Assignment: Down to the last character, repeat the entries beneath this task.

Source records:
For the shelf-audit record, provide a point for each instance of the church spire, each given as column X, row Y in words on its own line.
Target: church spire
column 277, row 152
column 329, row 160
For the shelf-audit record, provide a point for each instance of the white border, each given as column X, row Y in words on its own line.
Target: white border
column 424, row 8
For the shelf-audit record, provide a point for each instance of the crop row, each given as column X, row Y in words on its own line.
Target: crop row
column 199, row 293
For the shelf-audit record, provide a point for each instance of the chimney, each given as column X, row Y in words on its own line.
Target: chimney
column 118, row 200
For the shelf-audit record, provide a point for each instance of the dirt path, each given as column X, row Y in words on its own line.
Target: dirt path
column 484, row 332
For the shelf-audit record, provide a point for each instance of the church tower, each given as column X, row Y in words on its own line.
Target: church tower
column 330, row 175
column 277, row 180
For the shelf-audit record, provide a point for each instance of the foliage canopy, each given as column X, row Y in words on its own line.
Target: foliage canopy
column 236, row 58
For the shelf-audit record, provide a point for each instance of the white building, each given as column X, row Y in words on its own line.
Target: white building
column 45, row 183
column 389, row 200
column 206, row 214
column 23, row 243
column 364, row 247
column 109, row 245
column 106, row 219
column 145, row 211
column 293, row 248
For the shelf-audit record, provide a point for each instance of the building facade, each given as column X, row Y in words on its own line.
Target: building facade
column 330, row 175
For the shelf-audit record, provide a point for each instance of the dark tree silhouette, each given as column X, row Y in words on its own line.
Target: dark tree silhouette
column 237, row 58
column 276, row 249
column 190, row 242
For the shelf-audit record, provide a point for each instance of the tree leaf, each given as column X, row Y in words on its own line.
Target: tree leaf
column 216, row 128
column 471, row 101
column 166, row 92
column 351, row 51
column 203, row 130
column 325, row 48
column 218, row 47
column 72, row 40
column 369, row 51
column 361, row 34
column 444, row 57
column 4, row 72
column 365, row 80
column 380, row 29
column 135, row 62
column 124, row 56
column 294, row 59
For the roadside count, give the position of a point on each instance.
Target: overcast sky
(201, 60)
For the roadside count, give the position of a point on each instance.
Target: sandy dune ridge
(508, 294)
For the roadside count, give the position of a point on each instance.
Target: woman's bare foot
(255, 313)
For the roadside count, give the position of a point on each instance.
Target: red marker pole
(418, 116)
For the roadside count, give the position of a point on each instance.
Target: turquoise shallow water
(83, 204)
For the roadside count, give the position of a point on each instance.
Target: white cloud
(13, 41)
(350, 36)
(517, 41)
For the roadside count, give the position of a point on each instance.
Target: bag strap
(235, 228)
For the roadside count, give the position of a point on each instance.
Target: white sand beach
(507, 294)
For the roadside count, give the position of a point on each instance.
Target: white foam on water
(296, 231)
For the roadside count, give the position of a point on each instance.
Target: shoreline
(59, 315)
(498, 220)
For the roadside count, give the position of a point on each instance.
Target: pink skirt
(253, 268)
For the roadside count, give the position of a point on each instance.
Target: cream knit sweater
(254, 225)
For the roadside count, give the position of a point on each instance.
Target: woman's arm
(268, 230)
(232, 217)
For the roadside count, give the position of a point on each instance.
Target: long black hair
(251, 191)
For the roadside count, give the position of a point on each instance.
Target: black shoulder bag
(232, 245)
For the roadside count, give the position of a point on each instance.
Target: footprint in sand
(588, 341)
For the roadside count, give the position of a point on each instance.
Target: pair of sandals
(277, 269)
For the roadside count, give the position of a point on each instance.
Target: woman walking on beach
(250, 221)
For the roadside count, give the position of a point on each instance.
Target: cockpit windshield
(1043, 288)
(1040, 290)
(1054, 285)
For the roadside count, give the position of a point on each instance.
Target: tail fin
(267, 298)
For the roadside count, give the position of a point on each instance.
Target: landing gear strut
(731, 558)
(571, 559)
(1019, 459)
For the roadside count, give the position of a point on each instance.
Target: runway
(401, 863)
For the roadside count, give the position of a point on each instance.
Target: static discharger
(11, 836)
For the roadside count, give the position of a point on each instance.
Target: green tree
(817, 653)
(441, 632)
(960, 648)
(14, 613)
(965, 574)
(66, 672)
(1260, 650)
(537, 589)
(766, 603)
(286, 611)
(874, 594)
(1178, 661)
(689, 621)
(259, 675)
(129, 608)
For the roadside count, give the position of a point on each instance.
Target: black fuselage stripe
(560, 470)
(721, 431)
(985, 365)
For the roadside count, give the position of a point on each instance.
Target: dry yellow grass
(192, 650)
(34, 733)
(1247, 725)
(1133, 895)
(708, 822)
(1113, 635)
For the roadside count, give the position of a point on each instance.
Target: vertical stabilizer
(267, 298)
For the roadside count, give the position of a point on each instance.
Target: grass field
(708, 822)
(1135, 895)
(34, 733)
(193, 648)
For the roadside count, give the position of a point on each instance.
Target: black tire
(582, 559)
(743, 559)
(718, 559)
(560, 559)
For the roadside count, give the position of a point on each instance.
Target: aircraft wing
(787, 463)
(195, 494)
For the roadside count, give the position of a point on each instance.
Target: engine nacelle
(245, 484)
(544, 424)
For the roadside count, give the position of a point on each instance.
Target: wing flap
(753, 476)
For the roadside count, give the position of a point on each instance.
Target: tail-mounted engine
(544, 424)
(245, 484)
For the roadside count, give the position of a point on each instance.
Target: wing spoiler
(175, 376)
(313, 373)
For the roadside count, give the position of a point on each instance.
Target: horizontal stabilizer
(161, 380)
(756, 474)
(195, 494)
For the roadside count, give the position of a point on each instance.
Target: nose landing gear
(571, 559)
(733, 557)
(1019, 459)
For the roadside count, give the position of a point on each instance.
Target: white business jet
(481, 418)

Solution to the exercise:
For the shelf-audit record, provide a point for each instance of the church spire, each given as column X, row Y in words on its own line.
Target: church spire
column 277, row 152
column 329, row 160
For the shelf-audit record, provide a point for each instance of the white border, each given as column X, row Y in words on its own line.
Target: white border
column 424, row 8
For the shelf-audit record, provide a point for each instance of the crop row, each given as column X, row Y in words on its own line.
Target: crop row
column 199, row 293
For the shelf-audit record, provide a point for each instance of the chimney, each given as column X, row Y in words on its own line.
Target: chimney
column 118, row 200
For the shelf-audit record, provide a point for each instance of the dirt path, each given as column X, row Y in words on its own line.
Target: dirt path
column 484, row 332
For the shelf-audit record, provide a point for each instance of the church tower, each given as column X, row Y in words on its own line.
Target: church tower
column 330, row 175
column 277, row 180
For the shelf-audit record, provide a point for each instance of the foliage canopy, each given as column X, row Y in words on its own line.
Target: foliage canopy
column 236, row 58
For the shelf-audit record, provide a point for each instance of the white building, each given as column X, row Y in words on its own line.
Target: white building
column 45, row 183
column 389, row 200
column 206, row 214
column 23, row 243
column 364, row 247
column 109, row 245
column 106, row 219
column 145, row 211
column 293, row 248
For the shelf-audit record, provide a point for each instance of the building facade, each given as column X, row Y in words on its own line.
Target: building facade
column 330, row 175
For the shelf-audit record, provide a point for each instance of the dark tree silhouette, each given as column X, row Y in words on its own line.
Target: dark tree silhouette
column 237, row 58
column 276, row 249
column 190, row 242
For the shelf-audit record, provide a point for each instance of the tree leaf, each given as column X, row Y in words on its own line.
Target: tree leaf
column 216, row 128
column 471, row 101
column 166, row 92
column 351, row 51
column 203, row 130
column 325, row 48
column 218, row 47
column 72, row 40
column 369, row 51
column 361, row 34
column 444, row 57
column 4, row 72
column 365, row 80
column 380, row 29
column 135, row 62
column 124, row 56
column 294, row 59
For the roadside count, give the position of a point on each instance.
Target: overcast sky
(201, 60)
For the roadside count, give the position of a point on each instance.
Target: sandy dune ridge
(508, 294)
For the roadside count, give the position of a point on each instance.
Target: woman's bare foot
(255, 313)
For the roadside count, give the position of a point on each instance.
Target: red marker pole
(418, 116)
For the roadside count, give the position of a point on each instance.
Target: turquoise shallow water
(83, 204)
For the roadside count, give the position of a point on each instance.
Target: white cloud
(13, 41)
(350, 36)
(517, 41)
For the roadside count, give the position of a point on each instance.
Target: bag strap
(235, 228)
For the roadside count, give the position of a point on each instance.
Target: white sand beach
(507, 294)
For the roadside count, give the position of a point on each instance.
Target: white foam on water
(296, 231)
For the roadside count, give the position of a point on each instance.
Target: shoreline
(59, 315)
(498, 220)
For the roadside count, give the position of a point on each instance.
Target: pink skirt
(253, 268)
For the roadside count, give the position of a point on each instance.
Target: cream knit sweater
(254, 225)
For the roadside count, give the position of a point on each instance.
Target: woman's arm
(268, 230)
(232, 217)
For the roadside count, give the position of a point on each instance.
Target: long black hair
(251, 191)
For the roadside count, give the position of a point on each instance.
Target: black shoulder bag
(232, 245)
For the roadside count, give the position of a point on each instance.
Target: footprint in sand
(588, 341)
For the roadside count, give the position of a point on each instance.
Target: pair of sandals
(277, 269)
For the roadside count, give the position of a point on each instance.
Target: woman walking on beach
(250, 221)
For the roadside count, give the position of a point on each instance.
Target: cockpit windshield
(1043, 288)
(1040, 290)
(1054, 285)
For the roadside count, give the position of a point on each instance.
Target: tail fin
(267, 298)
For the roadside count, give the position of a point on each instance.
Target: landing gear strut
(731, 558)
(571, 559)
(1019, 459)
For the roadside count, give the position of a point on each instance.
Target: runway
(401, 863)
For the roadside count, give the position of a point on each instance.
Target: static discharger
(11, 836)
For the roadside count, give the position of a point on each instance.
Target: green tree
(817, 653)
(441, 632)
(960, 648)
(14, 613)
(965, 574)
(66, 672)
(1260, 650)
(537, 589)
(766, 603)
(286, 611)
(874, 594)
(1178, 661)
(689, 621)
(259, 675)
(129, 608)
For the roadside count, give the position of a point on each instance.
Target: black fuselage stripe
(560, 470)
(721, 431)
(985, 365)
For the roadside count, give the position of a point on each instance.
Target: dry yellow grass
(192, 650)
(34, 733)
(1247, 725)
(1133, 895)
(708, 822)
(1113, 635)
For the roadside count, give the position of a point on each instance.
Target: vertical stabilizer
(267, 298)
For the roadside count, give the position of a point on each instance.
Target: grass field
(708, 822)
(1135, 895)
(34, 733)
(193, 648)
For the roadside count, give the position of a point on each instance.
Target: black tire
(582, 559)
(743, 559)
(718, 559)
(560, 559)
For the roadside count, give the position of a point on each instance.
Target: aircraft wing
(787, 463)
(195, 494)
For the roadside count, give the position of a point on each instance.
Target: engine nacelle
(245, 484)
(544, 424)
For the roadside count, give the position of a point on each instance.
Target: wing flap
(753, 476)
For the roadside count, give the position of a point on each instance.
Target: tail-mounted engine
(544, 424)
(245, 484)
For the roadside count, give the position of a point on each instance.
Target: wing spoiler
(175, 376)
(313, 373)
For the roadside count, give the position of a point on each instance.
Target: horizontal stabilizer
(161, 380)
(756, 474)
(195, 494)
For the roadside count, give the position of a point on each instance.
Target: nose landing gear
(571, 559)
(733, 557)
(1019, 459)
For the roadside count, give the position of a point on each instance.
Target: white business jet
(481, 418)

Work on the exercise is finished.